* [TRECHO SELECIONADO]:
Candinho: A construção do espaço narrativo através da relação imagem-som

O presente trabalho promoverá a análise da construção do espaço da diegese do média-metragem Candinho, de Ozualdo Candeias, através de suas imagens e sons, sob a perspectiva de Michel Chion e de Murray Schafer, utilizando como texto de apoio o artigo Uma São Paulo de revestrés: Sobre a cosmologia varziana de Candeias , de Rubens Machado Jr. A análise será feita tendo como foco a relação imagem-som que é resultado de uma construção artística, levando em conta os significados criados e sensações transmitidas, mais do que as possíveis limitações ou condições técnicas supostamente disponíveis aos criadores.

Livremente inspirado em Cândido ou o otimismo, de Voltaire, Candinho narra a estória de um rapaz interiorano que é expulso, juntamente com sua família, da fazenda onde trabalhavam. Candinho parte então para a cidade em busca de uma promessa de redenção, na figura de uma imagem de Cristo a ele entregue pelo padre local. Aparentemente dotado de uma deficiência mental, ele não consegue se inserir no espaço urbano e se irmana aos demais marginalizados da cidade, passando a caminhar ao lado de uma suposta Boliviana que carrega uma boneca-bebê. O filme se atém por um tempo a mostrar a vida de outros moradores de rua, e depois volta seu olhar a Candinho, que desiludido retorna ao campo de onde veio. Ali finalmente encontra a personificação de Jesus e quando parecia se configurar um happy ending percebe-se que este está ao lado do Fazendeiro do início do filme, que novamente o expulsa com o consentimento do santo homem. Candinho rasga a imagem que carregava e volta a encontrar a Boliviana, mas os dois parecem transformados. Num final aberto, Candinho e a Boliviana se olham, vêem a imagem de um rifle pendurado numa cruz e parecem mirar seu futuro.

Numa perspectiva macroscópica, Candinho apresenta uma estrutura circular, principiando no espaço do campo, com som preenchido por cantos de diversos pássaros, faz uma transição até o espaço da cidade, dominado pelo som de automóveis e buzinas, e retorna ao espaço do campo juntamente com o som de pássaros que no final do filme se une ao som de tiros, fato que analisaremos mais adiante.

* [DESAFIO 1]:
Resuma em duas frases o texto sobre Candinho.
* [DESAFIO 2]:
No texto sobre Candinho, transforme em lista o parágrafo que começa com "Numa perspectiva macroscópica", mantendo seus fatos principais.
* [DESAFIO 3]:
Segundo o texto sobre Candinho, em que obra de Voltaire o filme se inspira livremente?

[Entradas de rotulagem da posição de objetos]
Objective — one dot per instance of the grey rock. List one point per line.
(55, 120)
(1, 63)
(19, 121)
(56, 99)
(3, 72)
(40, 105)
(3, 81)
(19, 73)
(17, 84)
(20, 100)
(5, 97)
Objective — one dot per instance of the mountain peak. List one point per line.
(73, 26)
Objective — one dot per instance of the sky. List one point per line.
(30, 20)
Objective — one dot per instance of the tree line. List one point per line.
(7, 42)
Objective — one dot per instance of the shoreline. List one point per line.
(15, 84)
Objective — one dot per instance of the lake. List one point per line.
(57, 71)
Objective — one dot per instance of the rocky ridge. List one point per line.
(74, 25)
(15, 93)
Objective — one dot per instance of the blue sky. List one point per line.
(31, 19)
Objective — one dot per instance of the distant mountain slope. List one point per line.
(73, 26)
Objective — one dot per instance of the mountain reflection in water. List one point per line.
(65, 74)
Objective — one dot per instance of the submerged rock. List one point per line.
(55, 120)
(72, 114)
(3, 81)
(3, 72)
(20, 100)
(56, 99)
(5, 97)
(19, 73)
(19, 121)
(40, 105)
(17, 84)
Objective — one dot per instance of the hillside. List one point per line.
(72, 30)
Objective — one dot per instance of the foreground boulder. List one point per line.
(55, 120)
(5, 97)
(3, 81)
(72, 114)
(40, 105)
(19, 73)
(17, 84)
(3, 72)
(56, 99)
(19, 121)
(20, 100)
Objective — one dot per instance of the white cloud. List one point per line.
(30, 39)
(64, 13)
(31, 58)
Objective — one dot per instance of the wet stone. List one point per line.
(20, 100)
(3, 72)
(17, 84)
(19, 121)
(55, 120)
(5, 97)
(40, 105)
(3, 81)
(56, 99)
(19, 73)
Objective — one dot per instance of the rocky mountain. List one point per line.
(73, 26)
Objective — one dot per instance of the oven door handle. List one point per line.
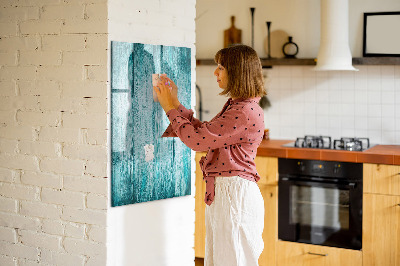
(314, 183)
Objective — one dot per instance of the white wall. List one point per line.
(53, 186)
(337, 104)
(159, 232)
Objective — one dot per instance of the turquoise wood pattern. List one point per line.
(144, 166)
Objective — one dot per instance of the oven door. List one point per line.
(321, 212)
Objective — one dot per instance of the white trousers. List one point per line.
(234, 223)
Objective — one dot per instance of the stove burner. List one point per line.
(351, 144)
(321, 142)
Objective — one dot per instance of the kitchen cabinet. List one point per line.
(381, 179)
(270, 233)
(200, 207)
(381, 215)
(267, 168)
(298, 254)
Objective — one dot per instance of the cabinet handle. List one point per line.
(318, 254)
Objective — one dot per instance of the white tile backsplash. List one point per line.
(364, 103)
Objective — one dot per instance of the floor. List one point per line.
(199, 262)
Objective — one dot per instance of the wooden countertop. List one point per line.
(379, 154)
---
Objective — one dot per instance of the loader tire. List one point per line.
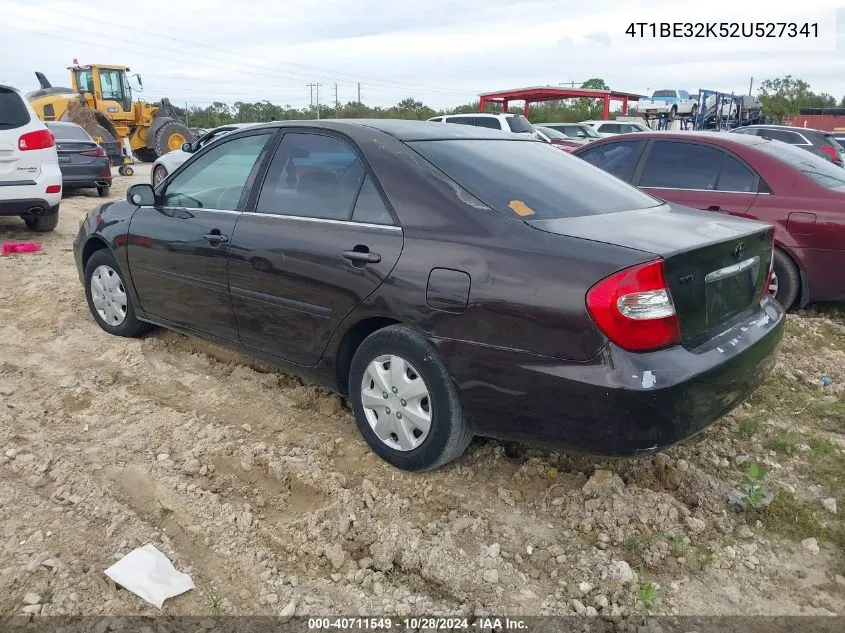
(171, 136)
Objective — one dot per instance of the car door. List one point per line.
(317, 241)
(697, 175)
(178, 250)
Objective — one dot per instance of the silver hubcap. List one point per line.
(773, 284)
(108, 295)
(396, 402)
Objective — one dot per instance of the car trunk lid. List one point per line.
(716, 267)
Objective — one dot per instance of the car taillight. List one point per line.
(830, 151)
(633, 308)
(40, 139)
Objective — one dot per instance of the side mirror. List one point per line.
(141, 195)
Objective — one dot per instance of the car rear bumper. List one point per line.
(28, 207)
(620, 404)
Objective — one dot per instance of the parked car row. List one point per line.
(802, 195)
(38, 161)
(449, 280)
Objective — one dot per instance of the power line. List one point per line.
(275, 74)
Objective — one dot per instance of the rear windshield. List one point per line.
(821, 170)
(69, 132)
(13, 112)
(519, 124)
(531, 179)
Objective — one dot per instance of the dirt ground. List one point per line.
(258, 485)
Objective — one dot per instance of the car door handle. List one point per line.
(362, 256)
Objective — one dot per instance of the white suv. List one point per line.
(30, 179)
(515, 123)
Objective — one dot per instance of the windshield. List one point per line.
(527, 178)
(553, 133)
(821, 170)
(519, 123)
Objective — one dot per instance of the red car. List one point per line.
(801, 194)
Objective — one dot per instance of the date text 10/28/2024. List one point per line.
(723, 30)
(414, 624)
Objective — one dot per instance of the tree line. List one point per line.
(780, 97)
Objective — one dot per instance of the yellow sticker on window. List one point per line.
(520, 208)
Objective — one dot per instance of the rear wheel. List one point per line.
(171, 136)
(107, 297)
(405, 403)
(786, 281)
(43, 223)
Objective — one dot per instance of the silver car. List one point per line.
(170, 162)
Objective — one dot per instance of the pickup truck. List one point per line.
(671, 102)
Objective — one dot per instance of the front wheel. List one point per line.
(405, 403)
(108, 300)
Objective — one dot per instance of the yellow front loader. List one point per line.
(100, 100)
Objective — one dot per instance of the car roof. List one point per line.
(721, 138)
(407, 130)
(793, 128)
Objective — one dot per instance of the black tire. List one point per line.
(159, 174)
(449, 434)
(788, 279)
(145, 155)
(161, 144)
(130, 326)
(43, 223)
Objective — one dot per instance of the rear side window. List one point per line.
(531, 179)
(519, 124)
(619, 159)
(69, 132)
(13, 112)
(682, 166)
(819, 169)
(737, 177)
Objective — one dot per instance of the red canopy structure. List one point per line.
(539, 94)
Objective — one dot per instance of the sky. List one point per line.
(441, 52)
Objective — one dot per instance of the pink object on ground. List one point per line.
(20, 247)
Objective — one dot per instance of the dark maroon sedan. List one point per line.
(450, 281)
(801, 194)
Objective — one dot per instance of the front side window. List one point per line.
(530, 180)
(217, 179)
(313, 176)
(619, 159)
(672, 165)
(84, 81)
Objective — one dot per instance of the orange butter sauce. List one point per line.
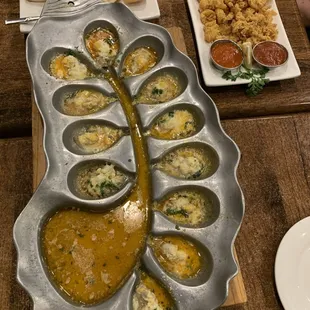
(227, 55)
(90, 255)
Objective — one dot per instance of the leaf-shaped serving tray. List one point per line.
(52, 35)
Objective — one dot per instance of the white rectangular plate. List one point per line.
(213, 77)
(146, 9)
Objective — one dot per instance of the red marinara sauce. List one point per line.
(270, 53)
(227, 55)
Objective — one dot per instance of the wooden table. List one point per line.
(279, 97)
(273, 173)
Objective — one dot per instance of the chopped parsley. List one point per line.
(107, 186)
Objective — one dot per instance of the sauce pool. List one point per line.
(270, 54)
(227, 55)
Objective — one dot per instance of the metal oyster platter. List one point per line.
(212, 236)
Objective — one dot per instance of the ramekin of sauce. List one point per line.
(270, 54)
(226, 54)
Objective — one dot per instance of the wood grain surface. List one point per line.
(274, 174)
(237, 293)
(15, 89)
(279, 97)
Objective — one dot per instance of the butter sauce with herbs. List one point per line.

* [RESPOSTA CORRETA 1]:
O texto propõe analisar a construção do espaço da diegese do média-metragem Candinho, de Ozualdo Candeias, pela relação entre imagem e som, sob a perspectiva de Michel Chion e Murray Schafer. O filme, livremente inspirado em Cândido ou o otimismo, de Voltaire, segue um rapaz expulso da fazenda que vai à cidade, se junta aos marginalizados e volta ao campo, numa estrutura circular em que o canto dos pássaros dá lugar ao som de automóveis e buzinas e retorna, unindo-se no final ao som de tiros.

* [RESPOSTA CORRETA 2]:
- Estrutura geral do filme: circular.
- Início: espaço do campo, com som preenchido por cantos de diversos pássaros.
- Transição: espaço da cidade, dominado pelo som de automóveis e buzinas.
- Retorno: espaço do campo, com o som de pássaros.
- Final do filme: o som de pássaros se une ao som de tiros.

* [RESPOSTA CORRETA 3]:
Em Cândido ou o otimismo.